EXERCISE DETAILS
When you find the line that contains "Then the output", restate it and all lines after it exactly, stopping at the end of the material.
========
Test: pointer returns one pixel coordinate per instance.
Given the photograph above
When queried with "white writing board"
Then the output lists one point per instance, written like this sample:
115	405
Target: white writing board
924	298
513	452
========
YOUR SOLUTION
Then the output lists one point per instance, written like this sample:
115	405
Target: white writing board
924	298
513	452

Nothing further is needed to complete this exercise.